Your output is to consist only of the line containing "of the landscaping" and the lines after it, through the end of the data, reproduced exactly.

Referring expression data:
──────────

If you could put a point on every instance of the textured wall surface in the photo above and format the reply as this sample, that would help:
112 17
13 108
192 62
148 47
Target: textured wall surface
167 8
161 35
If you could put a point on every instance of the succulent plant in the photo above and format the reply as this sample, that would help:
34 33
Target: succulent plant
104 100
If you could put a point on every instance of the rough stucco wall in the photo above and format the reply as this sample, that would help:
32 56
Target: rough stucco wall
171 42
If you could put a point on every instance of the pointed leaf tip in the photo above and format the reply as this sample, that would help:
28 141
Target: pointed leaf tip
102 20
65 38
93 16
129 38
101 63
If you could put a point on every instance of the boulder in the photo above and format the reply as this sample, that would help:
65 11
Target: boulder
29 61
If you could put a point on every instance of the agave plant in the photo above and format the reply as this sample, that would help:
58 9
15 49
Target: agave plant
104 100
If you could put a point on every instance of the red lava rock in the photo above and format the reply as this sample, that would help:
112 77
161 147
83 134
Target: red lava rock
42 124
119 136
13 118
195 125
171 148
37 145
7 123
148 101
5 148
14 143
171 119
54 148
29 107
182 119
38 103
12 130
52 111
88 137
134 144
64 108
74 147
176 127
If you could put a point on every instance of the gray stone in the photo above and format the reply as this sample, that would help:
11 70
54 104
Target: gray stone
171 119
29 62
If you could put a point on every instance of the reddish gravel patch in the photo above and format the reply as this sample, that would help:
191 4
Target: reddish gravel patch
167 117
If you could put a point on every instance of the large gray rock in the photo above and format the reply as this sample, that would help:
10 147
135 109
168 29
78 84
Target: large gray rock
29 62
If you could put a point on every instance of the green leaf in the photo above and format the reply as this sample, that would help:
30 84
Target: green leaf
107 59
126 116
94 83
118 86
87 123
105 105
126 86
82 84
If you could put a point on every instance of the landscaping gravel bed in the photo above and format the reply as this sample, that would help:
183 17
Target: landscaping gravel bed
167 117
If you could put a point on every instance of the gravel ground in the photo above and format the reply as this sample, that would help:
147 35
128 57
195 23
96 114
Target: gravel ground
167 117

──────────

__Response area__:
If you could put a point on every instance of the landscaping gravel bed in the photo above and format the reply as this sample, that would help:
183 17
Target: landscaping gravel bed
167 117
If you could put a point on every instance of the gravel ground in the photo above and format the reply as this sample, that would help:
147 35
128 57
195 23
96 114
Target: gravel ground
167 117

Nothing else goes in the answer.